To be done:
A. According to the passage on Dark Heresy, which company published the game's second edition in 2014?
B. Reproduce, word for word, the lines of the entries that begin at the line containing "this sample: (166,30)." and run through the final line of the entries.

Passage:
|---|

Dark Heresy
- Cover of Dark Heresy, the first book of the Warhammer 40,000 Roleplay series
- Designers: Owen Barnes, Kate Flack, Mike Mason
- Publishers: Black Industries (2008) Fantasy Flight Games (2008-2017) Cubicle 7 (2017-present)
- Publication: 25 January 2008
- Genres: Gothic science fantasy

= Dark Heresy (role-playing game) =

Tabletop fantasy role-playing game

Dark Heresy is a role-playing game published by Black Industries in 2008 that uses the Warhammer 40,000 Roleplay system. A second edition was published in 2014 under Fantasy Flight Games.

==Description==
In Dark Heresy, the player characters are agents of the Inquisition.

===Gameplay===
The players assume the role of a group of Acolytes working for an Inquisitor, who sends them on various missions. Depending on the type of mission, the gameplay can involve investigation, combat, intrigue, or a number of other genres. Therefore, the Game Master can tailor their campaign to suit their player group. As the players work for an Inquisitor, most missions involve rooting out heresies or matters relating to them, but the breadth of the game allows for many other missions, including wiping out dangerous gangs, gathering evidence of corruption, dealing with alien threats or eliminating rogue psykers.

|---|

Records:
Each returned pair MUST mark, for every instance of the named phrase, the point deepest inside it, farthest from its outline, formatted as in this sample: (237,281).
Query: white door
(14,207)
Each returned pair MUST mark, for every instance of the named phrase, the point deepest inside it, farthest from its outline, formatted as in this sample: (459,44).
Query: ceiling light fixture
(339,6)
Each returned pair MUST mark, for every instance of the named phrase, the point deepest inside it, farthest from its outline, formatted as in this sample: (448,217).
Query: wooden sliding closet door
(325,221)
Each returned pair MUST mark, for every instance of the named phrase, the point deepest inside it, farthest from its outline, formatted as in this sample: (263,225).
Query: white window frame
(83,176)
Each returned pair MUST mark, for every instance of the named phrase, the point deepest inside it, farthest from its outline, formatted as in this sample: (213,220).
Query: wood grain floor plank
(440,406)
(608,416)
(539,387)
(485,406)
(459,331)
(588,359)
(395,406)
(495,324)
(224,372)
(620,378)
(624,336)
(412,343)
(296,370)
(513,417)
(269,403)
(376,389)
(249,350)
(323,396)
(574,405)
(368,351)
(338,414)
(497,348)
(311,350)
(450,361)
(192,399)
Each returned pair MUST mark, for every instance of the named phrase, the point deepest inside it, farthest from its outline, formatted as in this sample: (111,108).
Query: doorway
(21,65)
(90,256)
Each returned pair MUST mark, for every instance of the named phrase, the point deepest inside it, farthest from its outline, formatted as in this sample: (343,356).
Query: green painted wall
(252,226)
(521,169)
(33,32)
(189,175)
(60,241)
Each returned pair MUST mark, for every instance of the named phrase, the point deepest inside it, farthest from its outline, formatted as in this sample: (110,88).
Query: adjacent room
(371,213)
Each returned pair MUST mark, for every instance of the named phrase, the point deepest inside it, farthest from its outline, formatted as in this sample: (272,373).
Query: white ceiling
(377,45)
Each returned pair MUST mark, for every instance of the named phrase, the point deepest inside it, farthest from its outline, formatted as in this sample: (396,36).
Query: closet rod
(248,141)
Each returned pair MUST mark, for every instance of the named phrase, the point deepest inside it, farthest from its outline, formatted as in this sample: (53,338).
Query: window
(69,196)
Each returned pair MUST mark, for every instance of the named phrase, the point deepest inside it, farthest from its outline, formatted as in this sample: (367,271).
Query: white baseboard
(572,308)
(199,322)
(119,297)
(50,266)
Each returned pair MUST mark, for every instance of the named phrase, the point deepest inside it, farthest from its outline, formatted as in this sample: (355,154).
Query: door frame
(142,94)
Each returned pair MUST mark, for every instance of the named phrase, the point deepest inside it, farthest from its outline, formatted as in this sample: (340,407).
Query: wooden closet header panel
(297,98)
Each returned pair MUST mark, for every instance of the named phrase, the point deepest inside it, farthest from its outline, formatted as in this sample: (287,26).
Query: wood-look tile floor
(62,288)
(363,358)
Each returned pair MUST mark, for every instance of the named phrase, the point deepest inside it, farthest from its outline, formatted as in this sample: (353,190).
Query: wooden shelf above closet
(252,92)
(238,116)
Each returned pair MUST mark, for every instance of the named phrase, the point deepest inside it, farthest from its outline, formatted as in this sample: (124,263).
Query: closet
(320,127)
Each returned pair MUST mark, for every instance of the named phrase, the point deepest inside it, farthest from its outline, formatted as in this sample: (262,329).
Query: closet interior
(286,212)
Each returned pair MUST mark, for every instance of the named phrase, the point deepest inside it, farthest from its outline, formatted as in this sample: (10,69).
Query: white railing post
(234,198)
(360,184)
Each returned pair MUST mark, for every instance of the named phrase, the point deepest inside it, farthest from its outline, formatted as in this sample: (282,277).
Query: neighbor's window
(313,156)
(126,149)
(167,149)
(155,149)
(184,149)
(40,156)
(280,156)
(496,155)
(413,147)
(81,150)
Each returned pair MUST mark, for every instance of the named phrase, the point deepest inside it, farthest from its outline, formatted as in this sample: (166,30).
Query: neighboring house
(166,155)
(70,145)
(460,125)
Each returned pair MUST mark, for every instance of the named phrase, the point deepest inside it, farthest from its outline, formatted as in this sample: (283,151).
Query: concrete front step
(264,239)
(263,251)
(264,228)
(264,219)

|---|

Responses in order:
A. Fantasy Flight Games

B.
Each returned pair MUST mark, for every instance of the named phrase, the point deepest inside it, farthest from its outline, formatted as in this sample: (166,30).
Query: neighboring house
(166,155)
(70,145)
(460,125)
Each returned pair MUST mark, for every instance of the named phrase, the point deepest inside it, farthest from its outline, formatted as in this sample: (283,151).
Query: concrete front step
(264,239)
(263,251)
(264,228)
(264,219)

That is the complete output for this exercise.